Work instructions: Return each line of the data below verbatim; pictures are to be left out.

Provided records:
☆ ☆ ☆ ☆ ☆ ☆ ☆
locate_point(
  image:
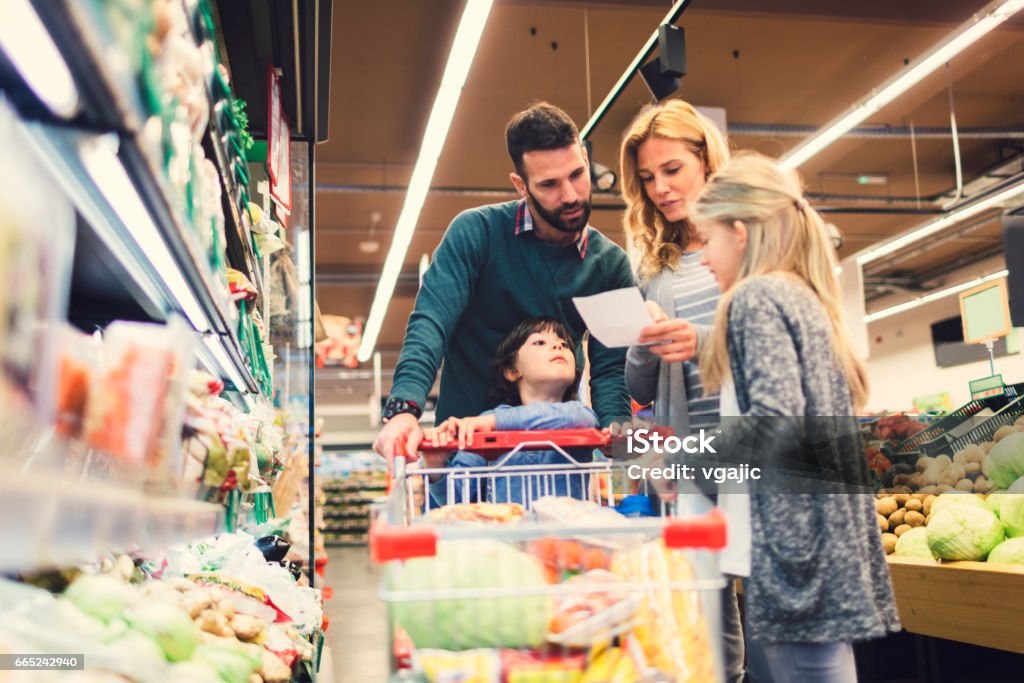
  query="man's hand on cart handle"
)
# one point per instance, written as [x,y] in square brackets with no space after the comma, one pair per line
[461,429]
[403,427]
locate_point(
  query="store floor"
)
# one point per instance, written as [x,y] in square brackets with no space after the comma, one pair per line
[357,631]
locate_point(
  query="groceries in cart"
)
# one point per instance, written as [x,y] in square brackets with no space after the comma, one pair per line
[535,378]
[484,513]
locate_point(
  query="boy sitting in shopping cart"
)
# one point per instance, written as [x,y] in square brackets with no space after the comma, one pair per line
[536,379]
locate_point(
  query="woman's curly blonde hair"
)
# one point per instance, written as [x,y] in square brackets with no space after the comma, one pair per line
[662,243]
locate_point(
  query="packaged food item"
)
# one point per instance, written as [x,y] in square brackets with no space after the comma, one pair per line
[670,625]
[596,611]
[485,513]
[542,667]
[482,666]
[136,401]
[77,357]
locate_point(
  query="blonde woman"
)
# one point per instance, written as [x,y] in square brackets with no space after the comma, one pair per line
[818,577]
[667,155]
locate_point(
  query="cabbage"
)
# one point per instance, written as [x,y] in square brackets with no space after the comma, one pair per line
[100,596]
[465,623]
[172,629]
[957,498]
[963,532]
[1012,513]
[1009,552]
[1005,463]
[235,664]
[914,544]
[193,672]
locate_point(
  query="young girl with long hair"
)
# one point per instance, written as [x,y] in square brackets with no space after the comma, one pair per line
[779,353]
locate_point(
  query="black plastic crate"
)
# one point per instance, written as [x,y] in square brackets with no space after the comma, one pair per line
[987,428]
[933,439]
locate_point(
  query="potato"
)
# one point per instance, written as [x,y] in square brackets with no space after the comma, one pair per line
[914,518]
[889,543]
[965,484]
[949,477]
[1004,432]
[247,628]
[886,506]
[927,509]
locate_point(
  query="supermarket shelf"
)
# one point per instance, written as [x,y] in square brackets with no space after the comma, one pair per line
[48,521]
[169,272]
[142,237]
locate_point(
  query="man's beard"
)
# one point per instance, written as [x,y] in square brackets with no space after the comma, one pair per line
[555,218]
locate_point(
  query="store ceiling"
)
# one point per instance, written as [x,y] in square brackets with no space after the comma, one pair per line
[777,66]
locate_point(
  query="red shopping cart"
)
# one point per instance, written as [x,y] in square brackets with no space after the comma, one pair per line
[545,588]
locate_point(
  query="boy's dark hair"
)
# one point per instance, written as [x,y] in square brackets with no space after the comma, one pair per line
[506,391]
[542,126]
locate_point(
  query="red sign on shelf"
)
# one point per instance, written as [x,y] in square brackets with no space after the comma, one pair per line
[281,185]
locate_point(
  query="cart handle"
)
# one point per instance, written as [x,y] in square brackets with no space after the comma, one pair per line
[503,441]
[708,530]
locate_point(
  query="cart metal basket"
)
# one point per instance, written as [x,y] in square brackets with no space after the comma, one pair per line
[566,589]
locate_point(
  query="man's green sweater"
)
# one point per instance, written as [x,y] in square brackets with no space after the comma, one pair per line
[486,276]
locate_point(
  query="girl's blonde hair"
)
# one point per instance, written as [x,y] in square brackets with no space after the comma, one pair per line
[660,243]
[784,236]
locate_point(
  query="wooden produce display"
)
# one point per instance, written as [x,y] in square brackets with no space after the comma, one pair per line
[969,602]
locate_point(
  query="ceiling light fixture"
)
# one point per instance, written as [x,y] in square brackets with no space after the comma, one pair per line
[934,296]
[966,35]
[467,38]
[931,227]
[29,45]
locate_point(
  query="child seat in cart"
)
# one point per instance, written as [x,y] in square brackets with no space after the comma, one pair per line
[545,588]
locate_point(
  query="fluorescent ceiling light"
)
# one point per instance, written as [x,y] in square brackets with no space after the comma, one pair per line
[100,160]
[953,217]
[966,35]
[460,58]
[32,50]
[934,296]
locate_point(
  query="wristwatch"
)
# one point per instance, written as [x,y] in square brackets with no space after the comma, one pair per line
[396,406]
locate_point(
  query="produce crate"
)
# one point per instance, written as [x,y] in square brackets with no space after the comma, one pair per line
[969,602]
[934,439]
[984,430]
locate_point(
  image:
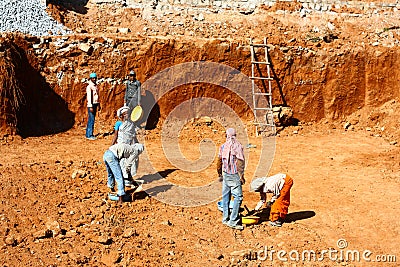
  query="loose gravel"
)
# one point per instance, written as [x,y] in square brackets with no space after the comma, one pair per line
[28,17]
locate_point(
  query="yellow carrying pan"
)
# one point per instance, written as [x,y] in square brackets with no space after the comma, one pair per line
[137,113]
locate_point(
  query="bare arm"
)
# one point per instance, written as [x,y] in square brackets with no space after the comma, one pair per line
[115,137]
[240,166]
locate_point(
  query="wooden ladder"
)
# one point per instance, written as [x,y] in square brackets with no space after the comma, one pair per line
[262,100]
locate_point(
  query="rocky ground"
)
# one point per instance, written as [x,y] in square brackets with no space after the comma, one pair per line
[54,208]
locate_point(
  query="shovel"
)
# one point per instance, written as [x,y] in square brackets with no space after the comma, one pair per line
[249,213]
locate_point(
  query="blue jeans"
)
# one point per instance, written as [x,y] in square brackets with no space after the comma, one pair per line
[231,186]
[90,124]
[114,172]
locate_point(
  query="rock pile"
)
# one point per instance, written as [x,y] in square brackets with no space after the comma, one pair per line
[28,17]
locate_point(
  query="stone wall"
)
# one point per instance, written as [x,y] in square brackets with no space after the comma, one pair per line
[249,5]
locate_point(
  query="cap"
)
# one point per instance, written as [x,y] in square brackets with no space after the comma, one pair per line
[122,110]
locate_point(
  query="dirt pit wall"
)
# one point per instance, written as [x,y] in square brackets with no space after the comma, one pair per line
[316,84]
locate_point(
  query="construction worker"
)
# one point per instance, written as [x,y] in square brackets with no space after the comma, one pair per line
[132,92]
[93,105]
[231,167]
[279,185]
[112,158]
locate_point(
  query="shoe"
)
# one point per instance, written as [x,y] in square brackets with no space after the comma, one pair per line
[236,227]
[128,183]
[276,223]
[260,204]
[139,184]
[112,190]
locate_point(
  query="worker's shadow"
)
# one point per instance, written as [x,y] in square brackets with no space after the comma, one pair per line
[290,217]
[155,190]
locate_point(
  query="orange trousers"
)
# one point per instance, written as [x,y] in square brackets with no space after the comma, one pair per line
☆ ☆ ☆ ☆ ☆ ☆ ☆
Exercise solution:
locate_point(
  image:
  query="man's hand on cart handle"
)
# one point per instance, written as [x,y] in square brackets with no space after the comma, one pair per line
[461,429]
[403,427]
locate_point(
  query="store floor"
)
# one point per instance, written as [x,y] in square brackets with no space after the comma, one pair per line
[357,631]
locate_point(
  query="groceries in cart"
)
# one point per instance, written as [x,y] in square brackets with no space after the comma, one pair per line
[535,378]
[484,513]
locate_point(
  query="boy sitting in shopping cart"
)
# one point per instance, written as [x,y] in square brackets with no space after the comma, one pair per line
[536,379]
locate_point(
  query="woman's curly blonde hair"
)
# one point per instance, written as [x,y] in square brackets with no space after the comma, one pair per line
[662,243]
locate_point(
  query="packaged food item"
)
# one point per instance, written as [x,y] in square brackets with no space after the comma, one pair per line
[670,625]
[596,611]
[485,513]
[542,667]
[482,666]
[136,401]
[77,357]
locate_point(
  query="blonde woman"
)
# one point per instance, written as [x,y] in square brackets with no space after the comma, one pair per line
[818,577]
[667,155]
locate_point(
  query="cabbage"
)
# one point per instance, written as [x,y] in square brackets with no space after the comma, one pair per line
[100,596]
[465,623]
[172,629]
[957,498]
[963,532]
[1012,513]
[1009,552]
[1005,463]
[235,664]
[914,544]
[193,672]
locate_point(
  query="young girl with long hair"
)
# one point per instance, written as [x,y] in square brackets with no space after the comma, one pair per line
[779,353]
locate_point(
  query="black plastic crate"
)
# one point per instance, written as [x,y] in square brackets with no space after the comma, one pair per line
[987,428]
[933,439]
locate_point(
  query="potato"
)
# one point per instance, written as [x,y] in square brackets with no space after the comma, one pair per line
[914,518]
[889,543]
[965,484]
[949,477]
[1004,432]
[247,628]
[886,506]
[927,509]
locate_point(
  query="supermarket shelf"
)
# one point per instance, written as [x,y] in square brackets with no space after the comma, one pair per line
[48,521]
[169,272]
[142,237]
locate_point(
  query="man's beard"
)
# one point per instance, written as [x,y] in square brackets with no space after the comma, one pair per line
[555,218]
locate_point(
  query="store ceiling"
)
# one point per instance, written as [x,y] in square brackets with no space after the comma, one pair per line
[777,66]
locate_point(
  query="red shopping cart"
)
# one point per instance, written as [x,y] in square brackets with no space after the comma, one pair per line
[545,588]
locate_point(
  query="boy's dark hair"
)
# one point per instance, written as [x,y] in square brackets with no space after the comma, one pair per line
[506,391]
[542,126]
locate_point(
  query="red sign on shelf"
)
# one point per instance, written as [x,y] in square brackets with no space after the comma, one pair per line
[281,185]
locate_point(
  query="cart handle"
)
# one point per instance, written as [x,y] in square brackets with no space after the comma, one pair per line
[503,441]
[708,530]
locate_point(
  query="cart metal basket"
)
# one point per instance, written as [x,y] in square brackets with no space after the comma, one pair per line
[566,589]
locate_point(
  query="man's green sweater"
)
# one point per instance, written as [x,y] in square brackets with no space after the comma, one pair per line
[486,276]
locate_point(
  query="girl's blonde hair"
)
# one point per instance, written as [x,y] in square brackets with no space after the comma, one pair per line
[660,243]
[784,236]
locate_point(
  query="wooden produce display"
)
# one point per instance, written as [x,y] in square brackets with no space after the comma, one pair per line
[969,602]
locate_point(
  query="ceiling light fixture"
)
# one point per instance, written as [x,y] in square brackets with no space after the comma, one pair per line
[934,296]
[966,35]
[467,38]
[931,227]
[29,45]
locate_point(
  query="child seat in cart"
)
# one point per instance, written as [x,y] in square brackets with no space after the comma, one pair per line
[545,588]
locate_point(
  query="fluorescent ceiling light"
)
# one point per instance, written as [x,y] in square brackets with no space after the comma, one pair per line
[100,160]
[953,217]
[966,35]
[460,58]
[32,50]
[934,296]
locate_point(
  query="wristwatch"
)
# one point per instance, written as [x,y] in square brackets with no space after the comma, one pair per line
[396,406]
locate_point(
  query="produce crate"
)
# one point per instance, written as [x,y] in square brackets with no space after the comma, one pair per line
[969,602]
[934,439]
[984,430]
locate_point(
  image:
  query="loose gravel"
)
# one point per instance, written as [x,y] in square brackets with no space after the comma, one pair per line
[28,17]
locate_point(
  query="yellow carrying pan"
)
# one point per instance, written as [x,y] in square brackets with no space after the comma, one pair per line
[137,113]
locate_point(
  query="bare arm"
)
# one point per instance, written as [x,y] in square brackets with no space after the comma, one pair per line
[115,137]
[240,166]
locate_point(
  query="wooden ladder"
)
# one point per instance, written as [x,y] in square brackets with no space after the comma, one pair per line
[262,100]
locate_point(
  query="rocky ground"
)
# one point per instance, written as [x,y] in square brackets with no space after the comma, one pair per line
[54,208]
locate_point(
  query="shovel"
)
# one point per instance, written as [x,y] in square brackets with no space after the comma, one pair per line
[249,213]
locate_point(
  query="blue jeans"
)
# one point per instance, written as [x,y] in square brackets with no space after the comma, one pair per line
[231,186]
[90,124]
[114,172]
locate_point(
  query="rock pile"
)
# one point per instance, written as [x,y] in square brackets with no space after the comma, one pair per line
[28,17]
locate_point(
  query="stone wall"
)
# one point per instance, written as [x,y] in square brackets with no space after the comma, one pair per line
[249,5]
locate_point(
  query="cap"
)
# one point per instance, written as [x,y] in square brackets with no space after the comma, one pair per line
[122,110]
locate_point(
  query="dirt pit wall"
)
# one point per instance, written as [x,y] in square brackets with no space after the comma, one pair per line
[316,84]
locate_point(
  query="construction worker"
)
# one point per instance, written as [x,y] in square brackets with no space after the comma, one pair per line
[132,92]
[93,105]
[231,167]
[279,185]
[112,158]
locate_point(
  query="shoe"
)
# one point per instance, written as [x,y] in square brackets with no space after the comma, one pair per line
[236,227]
[128,183]
[276,223]
[260,204]
[139,184]
[112,190]
locate_point(
  query="worker's shadow"
)
# one point per instance, written as [x,y] in square brackets with no space after the comma, one pair per line
[290,217]
[155,190]
locate_point(
  query="orange trousers"
)
# one point per instance, written as [x,y] in square brackets with no space after the comma, one pair per line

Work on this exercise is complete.